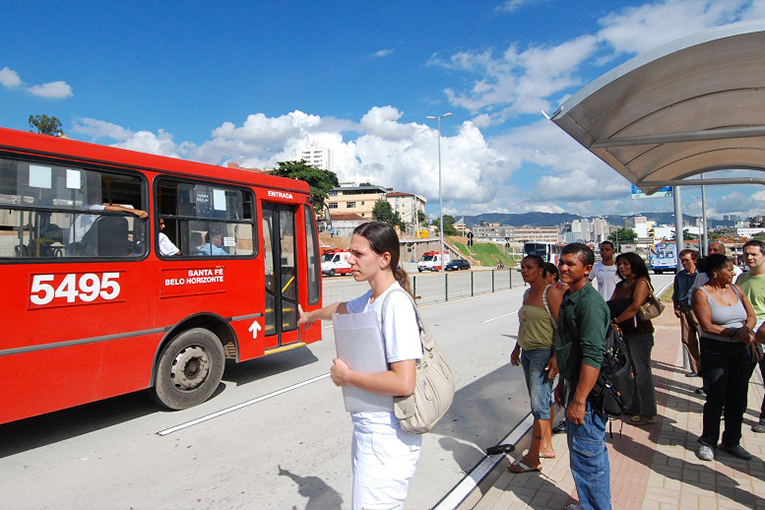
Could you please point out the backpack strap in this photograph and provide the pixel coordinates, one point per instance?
(547, 307)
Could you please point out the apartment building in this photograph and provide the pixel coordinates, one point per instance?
(537, 234)
(354, 199)
(407, 205)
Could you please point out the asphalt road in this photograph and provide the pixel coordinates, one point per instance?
(282, 440)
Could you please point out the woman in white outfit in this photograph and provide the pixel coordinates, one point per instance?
(383, 456)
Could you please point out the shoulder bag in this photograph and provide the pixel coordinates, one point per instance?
(651, 308)
(434, 385)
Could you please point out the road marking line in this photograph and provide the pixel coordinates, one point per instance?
(471, 480)
(499, 317)
(239, 406)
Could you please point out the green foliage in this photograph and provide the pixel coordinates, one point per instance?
(320, 181)
(486, 254)
(449, 228)
(46, 125)
(383, 211)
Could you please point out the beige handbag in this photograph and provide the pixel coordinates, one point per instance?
(434, 385)
(651, 308)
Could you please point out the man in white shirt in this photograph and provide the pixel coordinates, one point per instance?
(605, 271)
(166, 247)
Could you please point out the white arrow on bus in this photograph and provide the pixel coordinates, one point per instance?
(254, 329)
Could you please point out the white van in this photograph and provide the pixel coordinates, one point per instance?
(337, 265)
(431, 261)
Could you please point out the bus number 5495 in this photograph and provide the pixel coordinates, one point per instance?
(73, 288)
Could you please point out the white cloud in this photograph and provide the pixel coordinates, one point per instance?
(9, 78)
(52, 90)
(638, 29)
(99, 128)
(512, 5)
(145, 141)
(383, 122)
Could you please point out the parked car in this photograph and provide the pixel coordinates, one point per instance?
(457, 265)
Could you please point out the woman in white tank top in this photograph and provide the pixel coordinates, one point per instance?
(726, 319)
(383, 456)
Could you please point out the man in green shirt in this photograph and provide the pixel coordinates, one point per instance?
(753, 285)
(582, 324)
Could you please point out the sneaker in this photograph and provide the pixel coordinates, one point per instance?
(736, 451)
(705, 453)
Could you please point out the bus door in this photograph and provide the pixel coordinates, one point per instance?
(281, 273)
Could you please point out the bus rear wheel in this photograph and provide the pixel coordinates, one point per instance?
(189, 369)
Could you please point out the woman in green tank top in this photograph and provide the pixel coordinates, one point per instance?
(535, 351)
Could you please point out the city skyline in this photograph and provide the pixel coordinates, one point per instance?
(232, 82)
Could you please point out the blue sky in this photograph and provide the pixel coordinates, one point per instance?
(252, 81)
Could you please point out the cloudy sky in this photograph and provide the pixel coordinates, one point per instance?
(252, 81)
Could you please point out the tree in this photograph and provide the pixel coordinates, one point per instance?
(46, 125)
(688, 236)
(622, 236)
(449, 228)
(383, 211)
(320, 181)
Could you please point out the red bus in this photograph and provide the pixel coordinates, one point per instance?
(94, 309)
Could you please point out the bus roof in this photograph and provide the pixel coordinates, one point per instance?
(35, 145)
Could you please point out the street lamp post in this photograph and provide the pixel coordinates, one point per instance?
(440, 199)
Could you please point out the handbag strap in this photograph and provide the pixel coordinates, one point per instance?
(545, 303)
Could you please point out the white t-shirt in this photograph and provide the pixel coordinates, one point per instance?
(402, 342)
(607, 277)
(166, 246)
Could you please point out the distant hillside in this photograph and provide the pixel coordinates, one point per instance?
(540, 219)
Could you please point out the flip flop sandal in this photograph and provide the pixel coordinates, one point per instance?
(523, 468)
(500, 449)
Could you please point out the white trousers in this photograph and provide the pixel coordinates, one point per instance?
(383, 464)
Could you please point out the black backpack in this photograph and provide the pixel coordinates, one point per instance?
(612, 393)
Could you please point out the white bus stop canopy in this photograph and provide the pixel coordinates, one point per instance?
(694, 105)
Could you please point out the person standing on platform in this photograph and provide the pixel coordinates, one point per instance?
(582, 324)
(605, 271)
(753, 285)
(383, 456)
(681, 299)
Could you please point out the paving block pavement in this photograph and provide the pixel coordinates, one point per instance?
(653, 467)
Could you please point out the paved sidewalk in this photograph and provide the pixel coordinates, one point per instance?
(652, 467)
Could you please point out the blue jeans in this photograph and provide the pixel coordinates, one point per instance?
(534, 362)
(589, 458)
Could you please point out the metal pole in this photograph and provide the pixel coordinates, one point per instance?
(678, 222)
(704, 216)
(440, 199)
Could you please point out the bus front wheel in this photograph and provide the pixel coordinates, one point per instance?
(189, 369)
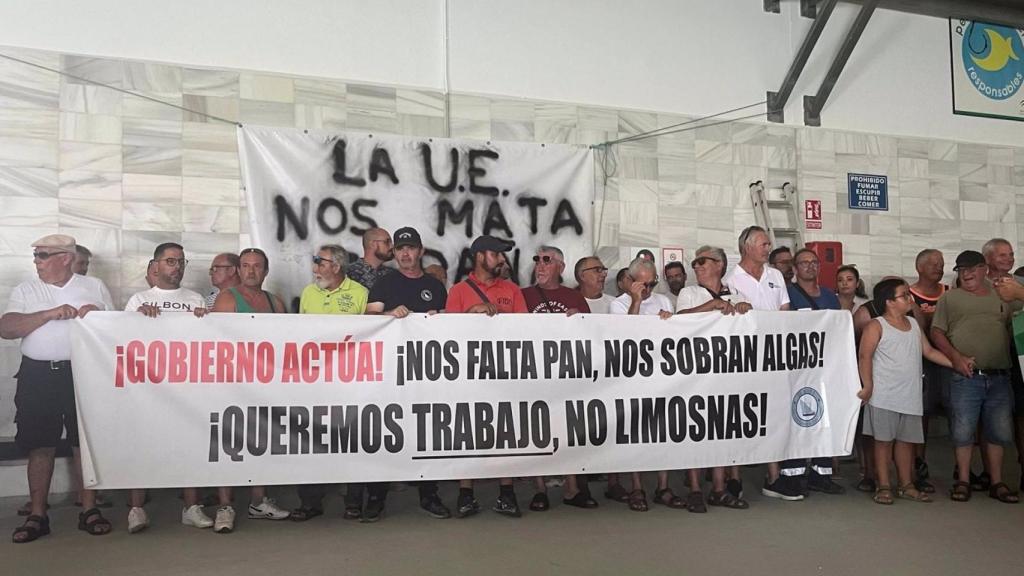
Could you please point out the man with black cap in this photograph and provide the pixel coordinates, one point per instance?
(971, 327)
(37, 314)
(410, 291)
(485, 292)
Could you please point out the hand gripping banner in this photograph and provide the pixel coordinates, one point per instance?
(231, 400)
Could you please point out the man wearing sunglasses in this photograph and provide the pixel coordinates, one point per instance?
(764, 288)
(409, 291)
(167, 295)
(640, 299)
(484, 291)
(549, 295)
(591, 275)
(223, 275)
(333, 291)
(37, 313)
(377, 249)
(806, 293)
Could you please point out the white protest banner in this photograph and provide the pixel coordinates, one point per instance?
(987, 65)
(309, 188)
(274, 399)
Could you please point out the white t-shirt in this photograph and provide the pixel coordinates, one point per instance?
(179, 299)
(600, 305)
(767, 293)
(52, 340)
(653, 304)
(693, 296)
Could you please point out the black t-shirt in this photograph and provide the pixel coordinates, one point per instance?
(418, 294)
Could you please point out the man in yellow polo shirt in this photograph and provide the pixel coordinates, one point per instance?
(332, 291)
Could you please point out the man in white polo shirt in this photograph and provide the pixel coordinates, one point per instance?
(167, 295)
(37, 313)
(764, 288)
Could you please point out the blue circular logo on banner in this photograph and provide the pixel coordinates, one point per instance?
(992, 59)
(808, 408)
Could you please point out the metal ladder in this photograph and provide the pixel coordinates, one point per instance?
(783, 230)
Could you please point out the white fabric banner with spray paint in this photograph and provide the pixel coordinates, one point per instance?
(308, 188)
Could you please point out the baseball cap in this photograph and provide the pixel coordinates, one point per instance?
(55, 243)
(969, 258)
(489, 243)
(408, 237)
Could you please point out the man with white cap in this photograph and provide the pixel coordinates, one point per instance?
(37, 314)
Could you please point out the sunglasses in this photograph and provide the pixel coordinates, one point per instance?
(43, 255)
(173, 262)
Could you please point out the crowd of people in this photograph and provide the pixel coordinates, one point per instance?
(924, 350)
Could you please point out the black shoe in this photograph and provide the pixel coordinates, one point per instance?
(735, 487)
(374, 509)
(781, 489)
(823, 484)
(467, 505)
(507, 504)
(433, 506)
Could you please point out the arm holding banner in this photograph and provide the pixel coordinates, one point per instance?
(868, 343)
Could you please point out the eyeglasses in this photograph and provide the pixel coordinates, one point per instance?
(546, 259)
(702, 260)
(173, 262)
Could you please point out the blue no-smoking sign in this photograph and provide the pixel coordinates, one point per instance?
(868, 192)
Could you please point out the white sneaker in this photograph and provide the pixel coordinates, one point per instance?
(137, 520)
(225, 520)
(194, 516)
(267, 509)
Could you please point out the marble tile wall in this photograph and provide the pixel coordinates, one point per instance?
(123, 173)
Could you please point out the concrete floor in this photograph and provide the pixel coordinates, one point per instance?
(827, 535)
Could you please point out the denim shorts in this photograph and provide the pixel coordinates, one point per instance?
(986, 397)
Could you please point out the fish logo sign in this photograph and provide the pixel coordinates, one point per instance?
(992, 59)
(807, 408)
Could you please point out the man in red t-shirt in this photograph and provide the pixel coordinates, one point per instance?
(484, 291)
(550, 296)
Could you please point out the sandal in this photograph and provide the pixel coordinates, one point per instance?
(581, 500)
(668, 498)
(99, 525)
(909, 492)
(1001, 493)
(638, 501)
(26, 508)
(727, 499)
(866, 485)
(961, 492)
(302, 515)
(617, 493)
(694, 502)
(34, 527)
(883, 495)
(540, 503)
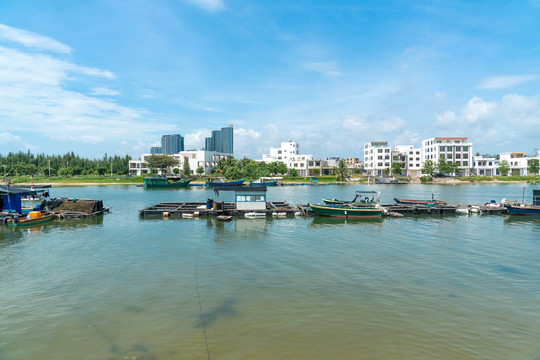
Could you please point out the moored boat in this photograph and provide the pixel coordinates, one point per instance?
(168, 182)
(515, 208)
(33, 218)
(348, 211)
(224, 183)
(362, 197)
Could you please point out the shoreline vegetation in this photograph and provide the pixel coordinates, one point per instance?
(332, 179)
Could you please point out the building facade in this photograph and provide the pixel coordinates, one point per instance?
(221, 140)
(485, 166)
(518, 162)
(172, 144)
(377, 158)
(450, 149)
(196, 158)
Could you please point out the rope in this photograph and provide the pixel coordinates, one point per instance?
(199, 300)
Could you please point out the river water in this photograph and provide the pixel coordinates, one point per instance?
(419, 287)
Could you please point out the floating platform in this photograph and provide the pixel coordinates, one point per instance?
(199, 209)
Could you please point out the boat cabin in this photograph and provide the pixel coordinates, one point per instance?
(10, 198)
(246, 197)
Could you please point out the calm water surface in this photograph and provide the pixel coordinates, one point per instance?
(118, 287)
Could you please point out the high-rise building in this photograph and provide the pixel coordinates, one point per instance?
(172, 144)
(221, 141)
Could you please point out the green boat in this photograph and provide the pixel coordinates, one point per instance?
(361, 198)
(165, 181)
(348, 210)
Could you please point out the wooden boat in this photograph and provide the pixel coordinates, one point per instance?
(515, 208)
(362, 197)
(429, 203)
(34, 218)
(167, 182)
(523, 209)
(348, 211)
(224, 183)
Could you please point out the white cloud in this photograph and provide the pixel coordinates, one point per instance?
(478, 109)
(449, 117)
(32, 40)
(208, 5)
(34, 95)
(505, 82)
(103, 91)
(325, 68)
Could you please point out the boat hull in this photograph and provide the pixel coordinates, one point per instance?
(225, 183)
(429, 203)
(164, 183)
(530, 210)
(35, 221)
(347, 212)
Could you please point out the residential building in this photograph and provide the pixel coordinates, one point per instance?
(485, 166)
(172, 144)
(517, 161)
(451, 149)
(221, 140)
(411, 159)
(196, 158)
(377, 158)
(288, 153)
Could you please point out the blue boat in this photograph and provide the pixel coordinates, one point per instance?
(224, 183)
(533, 209)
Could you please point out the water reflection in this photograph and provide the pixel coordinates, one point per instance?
(321, 221)
(523, 221)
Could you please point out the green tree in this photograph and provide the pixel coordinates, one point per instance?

Exercise aim
Please transcribe only the portion of the material that starts at the line containing "Could you please point out the boat hull" and runs through its last line, inclusive, exactly as given.

Final answer
Could you please point out the boat hull in this photograph and provide the pixel coordinates, one point per instance?
(225, 183)
(429, 203)
(164, 183)
(530, 210)
(35, 221)
(347, 212)
Could you please point out the residential building in this photograph and provide the pixel coordinates, one point per instance?
(485, 166)
(172, 144)
(517, 161)
(451, 149)
(221, 140)
(411, 159)
(196, 158)
(377, 158)
(288, 153)
Could you please point out the blue boat in this photograph and provide the pixel coordinates, one point per instance?
(224, 183)
(533, 209)
Could you please point out the water reflection in this photograph and provide the pixel coordinates, one point per instance?
(321, 221)
(523, 221)
Could you please point out the green tree in this photograph and provide the pixel coordinates, one point per instance?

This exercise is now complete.